◆ CHECK YOUR UNDERSTANDING ◆
1. Condense the paragraph of the snowy owl update that begins "Since early March, Columbia has moved" into a shorter version that keeps its main facts.
2. Reproduce verbatim the portion of the snowy owl update starting with "In Québec, three" and going on through "suburb of Repentigny.".

◆ SOURCE EXTRACT ◆
——————————
The past couple of weeks have seen some pulses of late-winter warmth into the Northeast, and along with longer days, it’s definitely having an effect on some of our owls. This is the time of year when we expect breeding-age adults especially to get antsy, and several of them have indeed begun moving in a noticeable way — though in one case, a young owl is moving in decidedly the “wrong” direction.
Let’s start with those snowies who are still holding steady on their winter-long territories. That’s the case for Wells in Québec City (though she’s spending more time along the riverfront); Echo on Lake Ontario; Hochelaga and Nicolet in Montréal; Otter up on Lake Abitibi in western Québec; Roc at the Rochester, NY, airport; Romulus in the thumb of Michigan; and Stella in southern Saskatchewan.
Since early March, Columbia has moved 80 miles (125 km) north from near Fargo to Grand Forks, ND, where since March 16 she’s been hanging out around the Grand Forks sewage disposal ponds. But Fond du Lac, who had been anchored at a golf course south of Traverse Bay, MI, for much of the winter, really hit the road March 11. Over the next six days he flew a total of 340 miles (545 km) in several big loops west across Lake Michigan to Green Bay and Big Bay de Noc on the Wisconsin/Michigan border, then east back to Grand Traverse Bay to exactly where he’d started, the Crown Golf Club. In doing so he crossed more than 65 miles (105 km) of open water twice, because Lake Michigan is largely ice-free this winter.
In Québec, three of our Montréal-area owls have been on the move. Odanak left the airport on March 7 and last checked in March 10 about 45 km (28 miles) northeast of the city; we’ve had nothing from her since, which may indicate she’d moved up into southern Québec where the cell service is much spottier. Yul has been moving a lot, but her transmitter voltage has been fluctuating and we have a lot of gaps in her data, but in late February she flew almost all the way from near Montréal to just short of Québec City, then returned to near Saint-Hyacinthe. On March 19 she had crossed the St. Lawrence and was just beyond the Montréal suburb of Repentigny.
Bleuet also made a bunch of short exploratory flights away from the Montréal airport in late February, then on March 16 began a determined migration northeast along the north shore of the St. Lawrence, covering 224 km (140 miles) in three nights. Today she was near Pont-Rouge, QC, about 30 km (18 miles) from Québec City.
——————————
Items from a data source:

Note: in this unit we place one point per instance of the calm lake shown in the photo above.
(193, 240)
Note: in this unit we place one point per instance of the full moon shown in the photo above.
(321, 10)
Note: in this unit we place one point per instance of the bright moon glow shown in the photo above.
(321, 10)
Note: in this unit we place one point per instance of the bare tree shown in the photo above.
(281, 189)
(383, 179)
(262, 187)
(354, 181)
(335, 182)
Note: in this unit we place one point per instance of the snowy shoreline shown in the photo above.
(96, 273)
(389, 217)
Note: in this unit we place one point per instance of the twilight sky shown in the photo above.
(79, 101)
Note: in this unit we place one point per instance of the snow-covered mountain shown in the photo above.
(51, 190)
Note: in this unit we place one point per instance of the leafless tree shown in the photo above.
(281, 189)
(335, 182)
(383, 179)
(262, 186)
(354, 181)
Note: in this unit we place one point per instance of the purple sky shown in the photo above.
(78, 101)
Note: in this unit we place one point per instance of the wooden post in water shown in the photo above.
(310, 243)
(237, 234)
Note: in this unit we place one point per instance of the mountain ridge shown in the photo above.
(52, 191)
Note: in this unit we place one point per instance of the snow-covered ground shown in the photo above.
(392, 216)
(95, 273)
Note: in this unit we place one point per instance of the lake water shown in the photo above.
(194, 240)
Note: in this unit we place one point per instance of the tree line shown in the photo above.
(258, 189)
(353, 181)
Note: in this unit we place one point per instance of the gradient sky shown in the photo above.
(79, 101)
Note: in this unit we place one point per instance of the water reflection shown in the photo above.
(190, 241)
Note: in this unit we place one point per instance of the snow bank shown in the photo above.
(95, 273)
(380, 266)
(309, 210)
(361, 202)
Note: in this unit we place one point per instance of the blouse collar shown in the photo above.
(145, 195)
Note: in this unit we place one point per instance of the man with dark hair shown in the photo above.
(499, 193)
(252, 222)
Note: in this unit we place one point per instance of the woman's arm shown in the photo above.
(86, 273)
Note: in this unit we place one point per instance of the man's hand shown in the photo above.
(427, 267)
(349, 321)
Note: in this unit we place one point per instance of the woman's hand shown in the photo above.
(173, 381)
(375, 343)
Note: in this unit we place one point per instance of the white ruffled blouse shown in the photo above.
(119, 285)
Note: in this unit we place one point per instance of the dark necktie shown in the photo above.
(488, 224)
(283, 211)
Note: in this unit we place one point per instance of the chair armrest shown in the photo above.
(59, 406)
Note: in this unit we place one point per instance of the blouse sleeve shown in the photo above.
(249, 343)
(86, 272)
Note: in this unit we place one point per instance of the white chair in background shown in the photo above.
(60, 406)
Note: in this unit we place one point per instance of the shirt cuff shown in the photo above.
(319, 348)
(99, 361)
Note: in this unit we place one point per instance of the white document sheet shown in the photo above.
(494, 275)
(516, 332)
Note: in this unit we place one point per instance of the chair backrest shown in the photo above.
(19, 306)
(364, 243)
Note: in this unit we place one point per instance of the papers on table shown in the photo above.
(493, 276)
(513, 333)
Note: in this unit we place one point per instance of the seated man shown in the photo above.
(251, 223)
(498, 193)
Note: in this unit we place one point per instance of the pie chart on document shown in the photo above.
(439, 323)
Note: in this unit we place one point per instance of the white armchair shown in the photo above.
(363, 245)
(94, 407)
——————————
◆ WRITTEN ANSWERS ◆
1. Since early March, Columbia has moved 80 miles (125 km) north from near Fargo to Grand Forks, ND, and since March 16 she has stayed around the Grand Forks sewage disposal ponds. Fond du Lac had spent much of the winter at a golf course south of Traverse Bay, MI. He set off on March 11, and over six days he flew 340 miles (545 km) in several loops. He went west across Lake Michigan to Green Bay and Big Bay de Noc, then returned east to the Crown Golf Club on Grand Traverse Bay, where he had started. Because Lake Michigan is largely ice-free this winter, he twice crossed more than 65 miles (105 km) of open water.

2.
In Québec, three of our Montréal-area owls have been on the move. Odanak left the airport on March 7 and last checked in March 10 about 45 km (28 miles) northeast of the city; we’ve had nothing from her since, which may indicate she’d moved up into southern Québec where the cell service is much spottier. Yul has been moving a lot, but her transmitter voltage has been fluctuating and we have a lot of gaps in her data, but in late February she flew almost all the way from near Montréal to just short of Québec City, then returned to near Saint-Hyacinthe. On March 19 she had crossed the St. Lawrence and was just beyond the Montréal suburb of Repentigny.